#### Dataset content

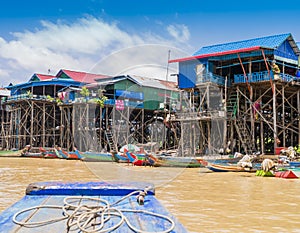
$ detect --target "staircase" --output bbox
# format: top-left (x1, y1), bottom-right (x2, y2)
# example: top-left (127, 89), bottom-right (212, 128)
top-left (105, 131), bottom-right (118, 153)
top-left (234, 118), bottom-right (255, 155)
top-left (226, 90), bottom-right (238, 119)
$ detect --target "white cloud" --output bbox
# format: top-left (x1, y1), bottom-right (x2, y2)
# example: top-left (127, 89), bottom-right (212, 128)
top-left (0, 16), bottom-right (189, 85)
top-left (167, 24), bottom-right (190, 43)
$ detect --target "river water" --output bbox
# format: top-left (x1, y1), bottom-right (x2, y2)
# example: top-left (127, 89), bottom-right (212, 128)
top-left (0, 158), bottom-right (300, 233)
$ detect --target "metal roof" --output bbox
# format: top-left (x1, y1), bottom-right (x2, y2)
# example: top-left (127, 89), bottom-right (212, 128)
top-left (56, 69), bottom-right (109, 83)
top-left (169, 33), bottom-right (300, 62)
top-left (28, 73), bottom-right (55, 82)
top-left (92, 75), bottom-right (178, 91)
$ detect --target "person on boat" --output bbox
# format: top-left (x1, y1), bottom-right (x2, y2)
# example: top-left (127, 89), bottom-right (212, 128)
top-left (237, 155), bottom-right (252, 169)
top-left (261, 159), bottom-right (277, 172)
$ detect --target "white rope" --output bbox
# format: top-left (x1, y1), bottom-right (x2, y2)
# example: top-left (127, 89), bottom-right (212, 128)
top-left (13, 188), bottom-right (175, 233)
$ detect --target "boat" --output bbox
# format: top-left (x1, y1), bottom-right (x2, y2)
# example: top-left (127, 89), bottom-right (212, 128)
top-left (0, 181), bottom-right (188, 233)
top-left (0, 150), bottom-right (23, 157)
top-left (289, 161), bottom-right (300, 167)
top-left (40, 147), bottom-right (60, 159)
top-left (255, 170), bottom-right (275, 177)
top-left (113, 152), bottom-right (129, 163)
top-left (206, 163), bottom-right (256, 172)
top-left (80, 151), bottom-right (114, 162)
top-left (57, 147), bottom-right (82, 160)
top-left (275, 170), bottom-right (299, 179)
top-left (155, 156), bottom-right (205, 168)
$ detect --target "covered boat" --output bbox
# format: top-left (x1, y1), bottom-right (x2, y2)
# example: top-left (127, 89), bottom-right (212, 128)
top-left (0, 182), bottom-right (187, 233)
top-left (80, 151), bottom-right (114, 162)
top-left (206, 163), bottom-right (255, 172)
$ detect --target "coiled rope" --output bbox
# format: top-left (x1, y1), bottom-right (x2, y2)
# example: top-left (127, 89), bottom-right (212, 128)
top-left (13, 188), bottom-right (175, 233)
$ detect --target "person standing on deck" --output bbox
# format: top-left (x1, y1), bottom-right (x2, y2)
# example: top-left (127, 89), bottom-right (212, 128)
top-left (271, 60), bottom-right (280, 80)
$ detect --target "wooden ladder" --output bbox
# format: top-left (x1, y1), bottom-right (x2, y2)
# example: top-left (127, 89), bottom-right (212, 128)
top-left (226, 91), bottom-right (238, 119)
top-left (234, 118), bottom-right (255, 155)
top-left (105, 131), bottom-right (118, 152)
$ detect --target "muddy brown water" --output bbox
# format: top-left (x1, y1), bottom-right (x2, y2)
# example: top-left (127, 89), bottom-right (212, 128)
top-left (0, 158), bottom-right (300, 233)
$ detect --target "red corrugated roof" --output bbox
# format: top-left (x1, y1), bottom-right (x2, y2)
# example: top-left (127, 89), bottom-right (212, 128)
top-left (57, 70), bottom-right (109, 83)
top-left (35, 74), bottom-right (55, 81)
top-left (169, 46), bottom-right (261, 63)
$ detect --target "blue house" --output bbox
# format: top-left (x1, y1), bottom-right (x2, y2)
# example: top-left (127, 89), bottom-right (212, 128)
top-left (169, 33), bottom-right (300, 154)
top-left (170, 33), bottom-right (300, 89)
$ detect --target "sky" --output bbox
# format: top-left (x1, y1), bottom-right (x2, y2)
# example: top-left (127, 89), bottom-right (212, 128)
top-left (0, 0), bottom-right (300, 87)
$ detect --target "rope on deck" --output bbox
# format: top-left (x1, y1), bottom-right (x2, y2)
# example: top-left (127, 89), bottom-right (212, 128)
top-left (13, 188), bottom-right (175, 233)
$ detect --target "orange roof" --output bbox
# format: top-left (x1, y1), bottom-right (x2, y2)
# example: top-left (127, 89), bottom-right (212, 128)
top-left (56, 70), bottom-right (109, 83)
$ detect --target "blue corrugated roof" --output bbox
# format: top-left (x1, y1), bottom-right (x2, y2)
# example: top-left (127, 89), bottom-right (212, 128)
top-left (193, 33), bottom-right (291, 56)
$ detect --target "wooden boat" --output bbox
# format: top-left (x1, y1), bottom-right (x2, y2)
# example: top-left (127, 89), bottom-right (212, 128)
top-left (113, 152), bottom-right (129, 163)
top-left (0, 182), bottom-right (188, 233)
top-left (155, 156), bottom-right (205, 168)
top-left (40, 147), bottom-right (60, 159)
top-left (22, 151), bottom-right (44, 158)
top-left (275, 170), bottom-right (299, 179)
top-left (0, 150), bottom-right (23, 157)
top-left (206, 163), bottom-right (256, 172)
top-left (80, 151), bottom-right (114, 162)
top-left (255, 170), bottom-right (275, 177)
top-left (289, 161), bottom-right (300, 167)
top-left (57, 147), bottom-right (82, 160)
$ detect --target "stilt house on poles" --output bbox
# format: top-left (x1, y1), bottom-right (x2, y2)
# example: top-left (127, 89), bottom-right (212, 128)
top-left (169, 33), bottom-right (300, 154)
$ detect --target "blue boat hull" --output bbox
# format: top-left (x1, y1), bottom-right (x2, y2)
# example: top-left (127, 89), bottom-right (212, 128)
top-left (0, 182), bottom-right (187, 233)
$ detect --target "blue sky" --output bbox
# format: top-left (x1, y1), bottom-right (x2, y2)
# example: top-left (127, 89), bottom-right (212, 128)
top-left (0, 0), bottom-right (300, 86)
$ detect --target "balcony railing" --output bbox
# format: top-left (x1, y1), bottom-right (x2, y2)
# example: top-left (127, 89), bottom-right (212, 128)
top-left (234, 71), bottom-right (297, 83)
top-left (197, 72), bottom-right (225, 86)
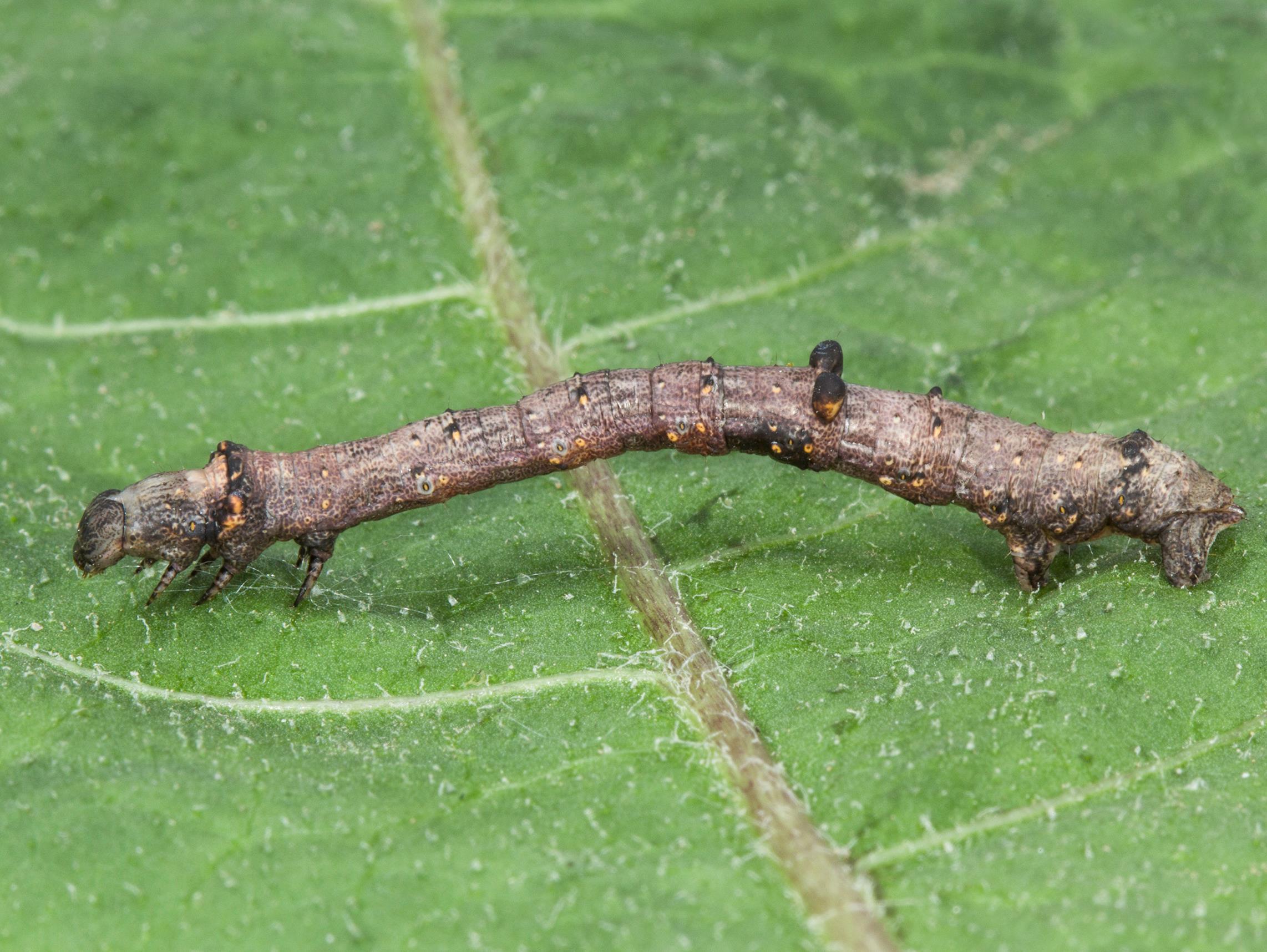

#### Objective
Which lines in the records above contain the word "person"? Report each of those lines in full.

#### Solution to the exercise
$ detect --target "person on boat" --output bbox
$ detect --target "person standing on deck" --output bbox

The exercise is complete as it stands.